Brief:
Print only the line with "Locate each instance of the patch" and the lines after it, ending with the last line of the material, each exactly as it stands.

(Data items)
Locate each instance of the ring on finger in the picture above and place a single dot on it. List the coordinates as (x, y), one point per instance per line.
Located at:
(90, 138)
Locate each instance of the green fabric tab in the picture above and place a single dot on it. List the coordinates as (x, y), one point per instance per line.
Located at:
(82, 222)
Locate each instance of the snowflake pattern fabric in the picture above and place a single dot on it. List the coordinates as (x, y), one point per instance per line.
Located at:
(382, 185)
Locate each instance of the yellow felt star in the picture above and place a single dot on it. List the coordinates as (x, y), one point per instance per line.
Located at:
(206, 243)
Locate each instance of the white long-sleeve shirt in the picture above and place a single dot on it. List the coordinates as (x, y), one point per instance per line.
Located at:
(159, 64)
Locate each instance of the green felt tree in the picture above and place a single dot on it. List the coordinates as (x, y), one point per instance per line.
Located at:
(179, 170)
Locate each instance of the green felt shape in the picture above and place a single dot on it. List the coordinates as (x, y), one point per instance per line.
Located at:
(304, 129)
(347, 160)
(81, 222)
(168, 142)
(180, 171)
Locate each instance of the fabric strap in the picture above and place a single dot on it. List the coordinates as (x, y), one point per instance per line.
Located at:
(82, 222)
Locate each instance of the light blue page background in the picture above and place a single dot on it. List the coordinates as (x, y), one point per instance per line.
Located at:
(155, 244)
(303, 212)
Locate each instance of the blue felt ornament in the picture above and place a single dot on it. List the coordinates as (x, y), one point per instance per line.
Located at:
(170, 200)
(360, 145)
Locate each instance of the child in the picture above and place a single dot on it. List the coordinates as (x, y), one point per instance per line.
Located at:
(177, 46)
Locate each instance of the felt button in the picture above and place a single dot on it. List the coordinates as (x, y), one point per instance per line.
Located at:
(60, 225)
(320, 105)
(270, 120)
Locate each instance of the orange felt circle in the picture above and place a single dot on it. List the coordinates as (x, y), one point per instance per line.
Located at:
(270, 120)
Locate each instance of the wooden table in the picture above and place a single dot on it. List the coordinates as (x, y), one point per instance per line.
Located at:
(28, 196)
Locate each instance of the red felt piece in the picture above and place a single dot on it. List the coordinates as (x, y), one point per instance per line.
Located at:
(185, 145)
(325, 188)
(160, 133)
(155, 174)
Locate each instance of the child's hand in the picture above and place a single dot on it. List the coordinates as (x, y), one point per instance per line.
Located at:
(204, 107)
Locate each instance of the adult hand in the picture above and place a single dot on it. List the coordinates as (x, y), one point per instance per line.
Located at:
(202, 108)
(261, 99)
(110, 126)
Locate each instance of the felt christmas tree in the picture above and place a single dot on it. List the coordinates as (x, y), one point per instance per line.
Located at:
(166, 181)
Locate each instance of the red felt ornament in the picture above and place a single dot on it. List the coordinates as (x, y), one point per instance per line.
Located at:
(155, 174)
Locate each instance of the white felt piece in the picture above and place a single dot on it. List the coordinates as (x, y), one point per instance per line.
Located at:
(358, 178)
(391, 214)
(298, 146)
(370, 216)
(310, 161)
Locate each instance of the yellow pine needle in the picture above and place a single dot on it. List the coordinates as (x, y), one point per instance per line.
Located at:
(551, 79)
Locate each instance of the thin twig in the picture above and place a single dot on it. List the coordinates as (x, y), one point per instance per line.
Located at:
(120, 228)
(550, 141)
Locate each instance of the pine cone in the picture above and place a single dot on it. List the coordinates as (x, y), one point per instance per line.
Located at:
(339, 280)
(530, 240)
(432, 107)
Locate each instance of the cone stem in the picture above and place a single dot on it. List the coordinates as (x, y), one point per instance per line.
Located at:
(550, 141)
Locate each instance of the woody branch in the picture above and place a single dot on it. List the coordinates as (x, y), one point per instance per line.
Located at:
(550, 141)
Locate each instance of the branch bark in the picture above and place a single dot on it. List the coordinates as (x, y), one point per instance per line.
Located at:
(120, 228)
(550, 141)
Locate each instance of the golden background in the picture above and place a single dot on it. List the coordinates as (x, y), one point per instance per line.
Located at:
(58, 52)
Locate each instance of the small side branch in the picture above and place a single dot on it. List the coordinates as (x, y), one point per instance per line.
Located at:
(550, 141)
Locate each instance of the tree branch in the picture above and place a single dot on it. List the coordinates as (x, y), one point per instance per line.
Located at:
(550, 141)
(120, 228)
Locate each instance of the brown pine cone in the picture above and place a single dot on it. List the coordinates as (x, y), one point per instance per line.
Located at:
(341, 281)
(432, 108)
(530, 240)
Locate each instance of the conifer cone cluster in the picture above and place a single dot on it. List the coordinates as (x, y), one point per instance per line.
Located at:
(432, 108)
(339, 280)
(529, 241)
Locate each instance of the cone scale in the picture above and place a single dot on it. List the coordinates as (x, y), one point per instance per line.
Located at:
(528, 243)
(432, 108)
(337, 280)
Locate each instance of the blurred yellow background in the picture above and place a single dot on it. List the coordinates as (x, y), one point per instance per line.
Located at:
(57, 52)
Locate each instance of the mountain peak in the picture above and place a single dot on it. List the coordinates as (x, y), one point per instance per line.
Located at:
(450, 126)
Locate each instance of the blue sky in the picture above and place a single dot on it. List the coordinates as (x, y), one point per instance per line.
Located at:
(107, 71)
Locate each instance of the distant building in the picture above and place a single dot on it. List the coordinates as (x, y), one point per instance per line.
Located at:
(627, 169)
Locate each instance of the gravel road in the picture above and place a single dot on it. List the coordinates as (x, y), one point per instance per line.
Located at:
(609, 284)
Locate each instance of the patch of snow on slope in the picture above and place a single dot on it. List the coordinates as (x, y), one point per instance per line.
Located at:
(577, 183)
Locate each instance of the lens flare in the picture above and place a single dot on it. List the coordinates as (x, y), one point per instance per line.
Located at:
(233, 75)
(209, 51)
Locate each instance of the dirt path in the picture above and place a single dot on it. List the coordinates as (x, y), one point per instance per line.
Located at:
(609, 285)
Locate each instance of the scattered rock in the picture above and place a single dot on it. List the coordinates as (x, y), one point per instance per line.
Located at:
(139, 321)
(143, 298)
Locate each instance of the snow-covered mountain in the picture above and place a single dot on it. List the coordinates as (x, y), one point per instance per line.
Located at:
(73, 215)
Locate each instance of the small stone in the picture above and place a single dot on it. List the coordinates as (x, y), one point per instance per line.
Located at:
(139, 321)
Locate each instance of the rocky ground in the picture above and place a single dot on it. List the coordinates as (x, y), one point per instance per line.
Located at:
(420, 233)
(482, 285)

Worked answer:
Locate each instance of the patch of snow on slope in the picture above and place a single dot on it. List the coordinates as (x, y), one point per instance per line.
Located at:
(577, 183)
Locate each instance of the lens flare in the picture above and place a single dot on it. List the coordinates as (x, y), one point per instance per line.
Located at:
(233, 75)
(209, 51)
Locate each instance of the dirt path in the picture above and place a single dot on it. List the coordinates as (x, y), one point per instance per line.
Located at:
(609, 285)
Locate each instance of the scattered rock in the picture above and place a single dot on it. List the coordinates as (x, y), one point per instance per line.
Located at:
(139, 321)
(143, 298)
Locate each instance of the snow-covered mountain in the picture above and place a single dot on it. List the coordinates as (x, y), one point per instance per line.
Located at:
(73, 215)
Locate each instance of the small stone in the picture above and place a single dot on it. List the coordinates as (x, y), one point per instance per line.
Located at:
(139, 321)
Locate each instance of the rocky ground in the picture above and place a single dot on it. List the coordinates as (x, y), one point per instance per line.
Located at:
(420, 233)
(482, 285)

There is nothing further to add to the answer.